Excerpts from a point labeling dataset:
==*==
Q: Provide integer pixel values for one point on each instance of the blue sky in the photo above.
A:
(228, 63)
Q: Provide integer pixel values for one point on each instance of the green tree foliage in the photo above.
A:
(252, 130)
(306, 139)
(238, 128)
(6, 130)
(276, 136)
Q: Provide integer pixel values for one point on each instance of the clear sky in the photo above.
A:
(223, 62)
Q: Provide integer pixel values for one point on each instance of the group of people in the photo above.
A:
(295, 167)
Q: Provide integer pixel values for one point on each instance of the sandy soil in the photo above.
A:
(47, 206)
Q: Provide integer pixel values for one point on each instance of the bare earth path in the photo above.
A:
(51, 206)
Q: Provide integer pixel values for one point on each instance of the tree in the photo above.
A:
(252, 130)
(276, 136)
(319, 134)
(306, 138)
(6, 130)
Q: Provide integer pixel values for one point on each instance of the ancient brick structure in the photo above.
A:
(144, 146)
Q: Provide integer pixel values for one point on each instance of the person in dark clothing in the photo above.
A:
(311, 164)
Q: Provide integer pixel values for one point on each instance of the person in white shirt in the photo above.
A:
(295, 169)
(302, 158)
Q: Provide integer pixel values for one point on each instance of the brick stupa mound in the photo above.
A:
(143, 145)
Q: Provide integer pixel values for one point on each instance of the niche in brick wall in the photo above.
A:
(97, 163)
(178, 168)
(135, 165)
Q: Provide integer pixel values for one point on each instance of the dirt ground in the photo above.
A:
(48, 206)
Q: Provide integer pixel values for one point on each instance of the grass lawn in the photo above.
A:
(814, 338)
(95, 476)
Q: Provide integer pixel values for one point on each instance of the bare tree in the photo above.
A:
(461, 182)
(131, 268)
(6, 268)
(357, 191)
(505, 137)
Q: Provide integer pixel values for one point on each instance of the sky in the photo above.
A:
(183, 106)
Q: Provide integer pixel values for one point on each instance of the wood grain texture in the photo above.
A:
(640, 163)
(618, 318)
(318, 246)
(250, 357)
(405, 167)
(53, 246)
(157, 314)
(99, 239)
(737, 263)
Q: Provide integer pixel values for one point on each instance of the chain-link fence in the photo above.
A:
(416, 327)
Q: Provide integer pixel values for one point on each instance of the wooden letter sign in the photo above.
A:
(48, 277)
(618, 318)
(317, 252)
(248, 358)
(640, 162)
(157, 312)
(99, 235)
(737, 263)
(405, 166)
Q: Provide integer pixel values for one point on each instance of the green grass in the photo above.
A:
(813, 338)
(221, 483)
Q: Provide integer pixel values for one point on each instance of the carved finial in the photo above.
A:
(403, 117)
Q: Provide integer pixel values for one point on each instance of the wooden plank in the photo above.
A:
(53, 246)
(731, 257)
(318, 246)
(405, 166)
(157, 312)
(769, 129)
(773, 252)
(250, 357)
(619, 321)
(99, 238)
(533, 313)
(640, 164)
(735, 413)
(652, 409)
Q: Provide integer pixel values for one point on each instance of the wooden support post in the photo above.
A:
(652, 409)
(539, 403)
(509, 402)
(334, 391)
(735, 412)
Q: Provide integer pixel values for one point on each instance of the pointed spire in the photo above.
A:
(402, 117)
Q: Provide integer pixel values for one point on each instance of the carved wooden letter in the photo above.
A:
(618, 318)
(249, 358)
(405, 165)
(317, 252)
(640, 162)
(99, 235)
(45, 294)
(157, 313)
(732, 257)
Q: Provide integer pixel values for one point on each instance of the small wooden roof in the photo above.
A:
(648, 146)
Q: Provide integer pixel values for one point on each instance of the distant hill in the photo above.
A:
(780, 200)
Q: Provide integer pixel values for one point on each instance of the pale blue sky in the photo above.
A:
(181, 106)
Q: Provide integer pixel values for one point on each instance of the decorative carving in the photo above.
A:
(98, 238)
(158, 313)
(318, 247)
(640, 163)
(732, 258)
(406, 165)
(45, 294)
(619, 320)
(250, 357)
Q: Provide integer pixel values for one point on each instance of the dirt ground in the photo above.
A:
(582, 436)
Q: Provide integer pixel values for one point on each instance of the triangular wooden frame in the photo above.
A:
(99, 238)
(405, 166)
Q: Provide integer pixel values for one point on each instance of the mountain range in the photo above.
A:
==*==
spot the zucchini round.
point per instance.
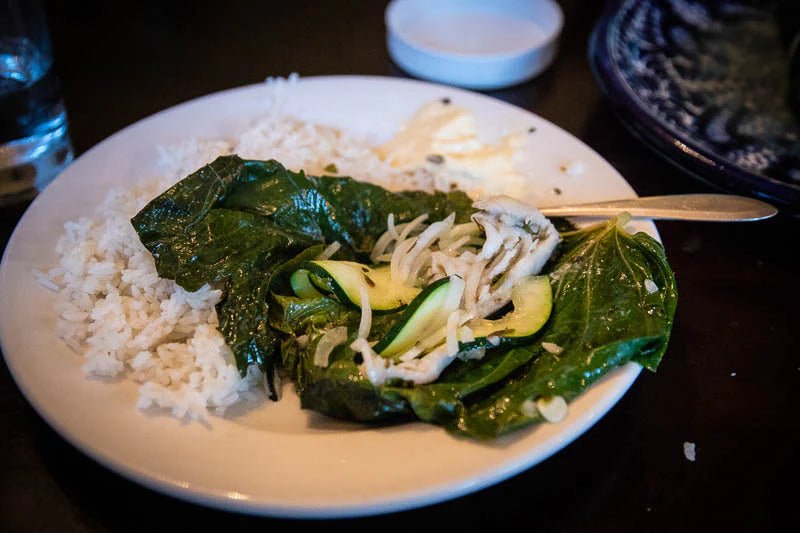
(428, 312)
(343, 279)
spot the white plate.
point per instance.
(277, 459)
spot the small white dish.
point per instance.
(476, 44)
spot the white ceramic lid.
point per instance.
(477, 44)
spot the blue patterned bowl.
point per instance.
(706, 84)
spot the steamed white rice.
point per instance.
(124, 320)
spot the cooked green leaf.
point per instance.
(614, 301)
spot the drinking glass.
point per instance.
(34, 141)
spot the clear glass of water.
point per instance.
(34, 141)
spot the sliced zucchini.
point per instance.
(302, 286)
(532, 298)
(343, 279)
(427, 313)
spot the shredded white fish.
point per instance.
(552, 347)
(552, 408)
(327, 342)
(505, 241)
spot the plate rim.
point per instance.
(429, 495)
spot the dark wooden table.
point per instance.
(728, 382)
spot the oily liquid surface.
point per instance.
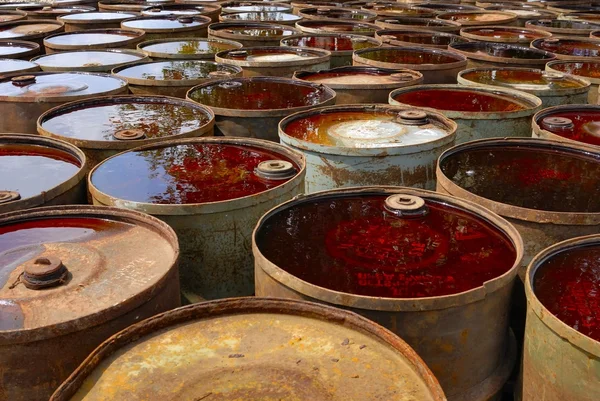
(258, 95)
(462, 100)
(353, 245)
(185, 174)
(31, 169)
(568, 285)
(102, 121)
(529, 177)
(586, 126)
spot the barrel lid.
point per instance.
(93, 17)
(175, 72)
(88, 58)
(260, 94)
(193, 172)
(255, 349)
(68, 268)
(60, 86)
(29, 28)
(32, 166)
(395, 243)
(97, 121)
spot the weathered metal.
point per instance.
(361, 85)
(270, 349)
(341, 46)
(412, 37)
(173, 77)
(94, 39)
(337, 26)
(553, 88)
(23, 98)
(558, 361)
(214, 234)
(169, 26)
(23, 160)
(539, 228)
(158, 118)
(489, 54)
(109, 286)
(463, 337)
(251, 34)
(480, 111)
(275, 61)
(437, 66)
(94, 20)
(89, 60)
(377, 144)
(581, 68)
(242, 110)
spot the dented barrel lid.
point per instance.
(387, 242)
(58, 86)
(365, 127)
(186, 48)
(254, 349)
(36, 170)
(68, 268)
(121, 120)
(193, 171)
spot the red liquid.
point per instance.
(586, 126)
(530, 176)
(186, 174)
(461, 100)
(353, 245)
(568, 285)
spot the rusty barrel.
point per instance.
==*==
● **Problem requirements**
Filter the data above down to each line containing the word "clear", and copy those lines.

● **The answer**
Q: Provide integer pixel values for one point on each instance of the clear sky in the photo above.
spot the clear glass of water.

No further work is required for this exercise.